- [Aim of the task]:
Revise the rows from the line "point: mountain peak" through the end of the rows, changing "clothing rack" to "garment rack" and leaving everything else as it is.

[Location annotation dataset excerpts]

↓

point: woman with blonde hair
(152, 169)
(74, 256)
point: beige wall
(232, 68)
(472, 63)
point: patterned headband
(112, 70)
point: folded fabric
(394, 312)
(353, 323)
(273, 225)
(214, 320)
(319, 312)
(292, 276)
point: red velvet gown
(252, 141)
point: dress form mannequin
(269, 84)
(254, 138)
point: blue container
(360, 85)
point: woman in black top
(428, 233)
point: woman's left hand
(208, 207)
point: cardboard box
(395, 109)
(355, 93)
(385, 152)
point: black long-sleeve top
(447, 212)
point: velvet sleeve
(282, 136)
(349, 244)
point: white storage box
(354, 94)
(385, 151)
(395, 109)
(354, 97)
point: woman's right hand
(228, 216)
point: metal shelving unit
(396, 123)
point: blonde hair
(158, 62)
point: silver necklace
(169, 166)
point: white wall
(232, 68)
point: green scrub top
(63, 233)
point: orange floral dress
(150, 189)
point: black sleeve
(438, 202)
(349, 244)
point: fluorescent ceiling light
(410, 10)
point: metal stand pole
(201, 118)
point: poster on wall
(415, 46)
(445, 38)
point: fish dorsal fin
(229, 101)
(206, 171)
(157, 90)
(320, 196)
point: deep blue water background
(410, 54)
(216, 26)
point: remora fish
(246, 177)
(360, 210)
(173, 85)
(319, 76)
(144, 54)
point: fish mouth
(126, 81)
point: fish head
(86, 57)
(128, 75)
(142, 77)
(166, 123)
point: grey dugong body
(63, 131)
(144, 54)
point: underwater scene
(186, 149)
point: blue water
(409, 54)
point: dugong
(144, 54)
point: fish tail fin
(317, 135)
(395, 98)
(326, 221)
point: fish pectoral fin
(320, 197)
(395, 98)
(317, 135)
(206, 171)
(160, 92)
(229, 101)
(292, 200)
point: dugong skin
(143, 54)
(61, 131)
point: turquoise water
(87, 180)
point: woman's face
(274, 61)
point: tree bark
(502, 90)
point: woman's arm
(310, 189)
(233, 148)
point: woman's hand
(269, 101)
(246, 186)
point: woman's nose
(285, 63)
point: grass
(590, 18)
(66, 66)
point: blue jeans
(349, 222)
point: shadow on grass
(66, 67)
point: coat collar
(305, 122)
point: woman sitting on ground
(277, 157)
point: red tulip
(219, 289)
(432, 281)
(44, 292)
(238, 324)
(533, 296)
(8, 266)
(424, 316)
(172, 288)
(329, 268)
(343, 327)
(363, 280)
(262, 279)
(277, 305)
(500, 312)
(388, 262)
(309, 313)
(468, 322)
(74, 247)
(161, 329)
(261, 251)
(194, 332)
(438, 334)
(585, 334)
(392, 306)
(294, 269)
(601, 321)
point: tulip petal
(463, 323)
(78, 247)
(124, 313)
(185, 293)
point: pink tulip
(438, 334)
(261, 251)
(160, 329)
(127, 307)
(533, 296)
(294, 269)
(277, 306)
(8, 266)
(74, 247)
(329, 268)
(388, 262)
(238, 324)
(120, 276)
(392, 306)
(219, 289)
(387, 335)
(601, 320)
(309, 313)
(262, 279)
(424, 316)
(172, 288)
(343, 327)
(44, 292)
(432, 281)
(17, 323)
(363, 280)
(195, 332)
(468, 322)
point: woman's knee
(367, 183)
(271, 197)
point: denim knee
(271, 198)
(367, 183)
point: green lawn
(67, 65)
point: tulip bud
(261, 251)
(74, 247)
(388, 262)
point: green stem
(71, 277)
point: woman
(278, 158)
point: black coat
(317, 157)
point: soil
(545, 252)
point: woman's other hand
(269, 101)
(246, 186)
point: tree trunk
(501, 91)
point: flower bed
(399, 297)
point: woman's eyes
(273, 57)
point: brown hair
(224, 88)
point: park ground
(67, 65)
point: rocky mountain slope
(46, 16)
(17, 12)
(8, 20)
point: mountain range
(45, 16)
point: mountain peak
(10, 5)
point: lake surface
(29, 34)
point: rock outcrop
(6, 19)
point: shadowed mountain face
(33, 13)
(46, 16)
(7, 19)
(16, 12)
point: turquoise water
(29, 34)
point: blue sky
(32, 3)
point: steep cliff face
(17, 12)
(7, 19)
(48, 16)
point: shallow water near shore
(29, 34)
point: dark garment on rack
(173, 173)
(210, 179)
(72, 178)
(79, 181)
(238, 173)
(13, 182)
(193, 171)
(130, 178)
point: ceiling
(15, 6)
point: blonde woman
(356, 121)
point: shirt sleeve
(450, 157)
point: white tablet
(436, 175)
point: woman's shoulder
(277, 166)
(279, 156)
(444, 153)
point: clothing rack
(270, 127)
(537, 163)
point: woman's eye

↑

- [Result]:
point: mountain peak
(10, 5)
point: lake surface
(29, 34)
point: rock outcrop
(6, 19)
point: shadowed mountain face
(33, 13)
(46, 16)
(7, 19)
(16, 12)
point: turquoise water
(29, 34)
point: blue sky
(32, 3)
point: steep cliff face
(17, 12)
(7, 19)
(48, 16)
point: shallow water near shore
(29, 34)
point: dark garment on rack
(173, 173)
(210, 179)
(72, 178)
(79, 181)
(238, 173)
(13, 182)
(193, 171)
(130, 178)
point: ceiling
(15, 6)
point: blonde woman
(356, 121)
point: shirt sleeve
(450, 157)
point: white tablet
(436, 175)
point: woman's shoulder
(277, 166)
(279, 156)
(444, 153)
point: garment rack
(270, 127)
(537, 163)
point: woman's eye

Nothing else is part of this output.